:: Supplied records ::
□ □ □

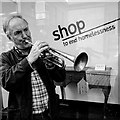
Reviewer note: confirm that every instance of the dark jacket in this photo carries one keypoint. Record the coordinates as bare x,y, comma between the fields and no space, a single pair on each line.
15,75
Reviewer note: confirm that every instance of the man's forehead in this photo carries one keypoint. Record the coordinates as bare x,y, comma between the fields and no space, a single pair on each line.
17,22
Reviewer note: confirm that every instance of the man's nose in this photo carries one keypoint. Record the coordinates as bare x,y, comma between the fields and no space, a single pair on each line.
24,35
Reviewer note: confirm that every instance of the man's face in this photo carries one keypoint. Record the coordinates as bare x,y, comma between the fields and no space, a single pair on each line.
19,32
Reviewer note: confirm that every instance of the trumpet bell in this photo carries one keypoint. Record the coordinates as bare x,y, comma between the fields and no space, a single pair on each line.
81,61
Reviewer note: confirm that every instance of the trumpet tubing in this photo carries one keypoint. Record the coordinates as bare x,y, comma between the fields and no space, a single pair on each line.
79,62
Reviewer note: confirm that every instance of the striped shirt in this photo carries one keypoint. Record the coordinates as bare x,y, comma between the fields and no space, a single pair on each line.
39,94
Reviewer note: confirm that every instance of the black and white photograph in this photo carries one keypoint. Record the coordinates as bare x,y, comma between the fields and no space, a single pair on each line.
59,60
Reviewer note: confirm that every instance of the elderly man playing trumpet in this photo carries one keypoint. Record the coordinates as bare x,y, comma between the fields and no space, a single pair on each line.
27,76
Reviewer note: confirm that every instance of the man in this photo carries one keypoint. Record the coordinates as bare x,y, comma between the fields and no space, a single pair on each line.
26,75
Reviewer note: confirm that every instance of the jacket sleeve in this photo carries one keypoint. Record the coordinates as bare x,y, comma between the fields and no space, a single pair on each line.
11,76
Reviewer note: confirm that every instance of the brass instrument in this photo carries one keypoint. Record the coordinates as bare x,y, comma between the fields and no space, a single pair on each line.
53,56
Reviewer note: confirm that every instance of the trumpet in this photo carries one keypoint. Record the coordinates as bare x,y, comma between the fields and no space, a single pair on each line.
53,56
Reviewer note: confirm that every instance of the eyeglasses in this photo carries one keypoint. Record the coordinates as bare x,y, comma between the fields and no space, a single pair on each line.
21,32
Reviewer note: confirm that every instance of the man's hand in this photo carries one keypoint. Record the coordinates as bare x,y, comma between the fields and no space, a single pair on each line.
36,51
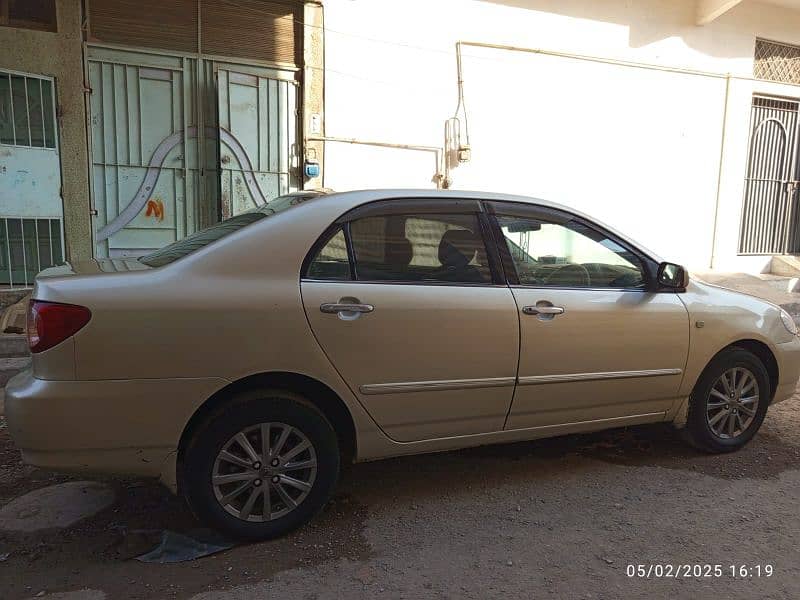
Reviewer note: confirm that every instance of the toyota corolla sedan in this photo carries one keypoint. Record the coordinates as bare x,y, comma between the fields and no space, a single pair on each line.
243,364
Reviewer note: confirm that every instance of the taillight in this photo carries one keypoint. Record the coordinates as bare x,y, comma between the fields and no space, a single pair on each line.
50,323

□ □ □

:: Problem description ::
Write out every entry again word for word, without any of the pictures.

:: The reply ::
Reviewer note: confirm that every instance of the dark jacket in this photo carries one keypoint. Record the coordinates as bare x,y, comma between the fields and no space, a single pair on each line.
15,75
Reviewer note: confirm that every instance of the man's forehead in this photo carries one keypoint. Record the coordinates as bare x,y, comma between the fields and no space, a single pair on each line.
17,22
Reviewer note: confirm that every instance of the man's nose in this photo carries one keypoint. Record the coordinates as bare x,y, comma between the fields and no space, a single pair on each line.
24,35
Reviewer note: confirm that every instance of the man's face in this photo carries one keypoint. Record the coordinates as bare x,y, comma between the fields and no space, a single pair on each line.
19,32
Reviewer note: confirm that every instance of the trumpet bell in this photo carries one keypoint. Record the coordinates as bare x,y, comma between the fields and no space, a single pair on each line.
81,61
Reviewer note: confirm that every instance of the trumpet tubing in this photo carries one keypoint. Record the coordinates as bare x,y, comma between the fields and no space, a single pair on each line.
79,62
Reviewer note: confirm that every instance of the striped shirt in this photo carries one keypoint. Record the coordinates as bare x,y, comma between the fields and no space, a single pair on each line.
39,94
Reviewer note: confirm that every instance of the black and white photograph in this photo carries one keypoint. Record the coordinates as bare x,y, comma between the fields and no space, a single pair on each line.
59,60
Reviewer note: confirm that every instance of the elderly man playing trumpet in this photo carries one keypoint. Record the coordinates as bare x,y, comma between the fields and no space, a single pair on each line.
27,76
Reviewer note: confirm that every instance of the man in this photo carries one keypoint. Record the coordinates as bare x,y, comma between the fields and no space, a single pair on each line.
26,75
Reviewer note: confirm that every instance of the jacket sleeve in this photo carries one keypoint. Record the coordinates as bare x,y, comma between the fields and no space, a single pair on each line.
11,76
Reviewer note: confirm that every instance of the brass instrument in this photo carries one keypoint. Record the coordinates as bare x,y, comma between the fields and no space, a single pair on each line.
53,56
Reviewer note: confirm that every instance of the trumpet in this photo carries one keypoint. Record the coordinates as bare x,y, comma between the fields and no space, a single pair on each line.
53,56
Reviewer note: confirm that every instance of the eyeglasses in this photo carries one keypoint. Record the coordinates as bare x,y, comma between the fields and no space, a single pair on each line.
21,32
Reviewer note: confirm that every instance of the man's hand in this photo carries one keypoint. Record the coordinates as bare x,y, comma between the fields and no space, a single pair on each line.
36,51
Reviewer note: confirm that every instance of the toyota corolla sedan in this photo carries one keypoint. Record the coordinates as bare x,y, comma between the fields and no space, a single pair on each line.
243,364
Reviewer note: confirm that every instance of the taillight in this photo carries one keypoint. Record the coordinates as bare x,y, comma between the fields and no space, a single pair on each line.
50,323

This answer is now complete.